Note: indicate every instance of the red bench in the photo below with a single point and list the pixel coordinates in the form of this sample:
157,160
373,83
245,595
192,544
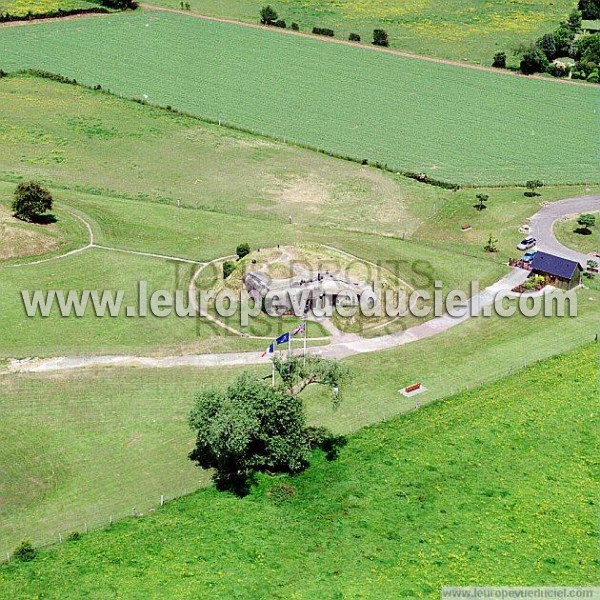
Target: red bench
412,388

○ ○ ○ ○

*Exercise details*
Can you give the rows above as a numbered list, dropping any blank lines and leaving out the pictures?

*Task result*
1. Note: indicate every instance of the red bench in the photo below with a single point and list the pixel coordinates in the form of this sample:
2. 157,160
3. 373,83
4. 245,595
5. 192,544
6. Target: red bench
7. 412,388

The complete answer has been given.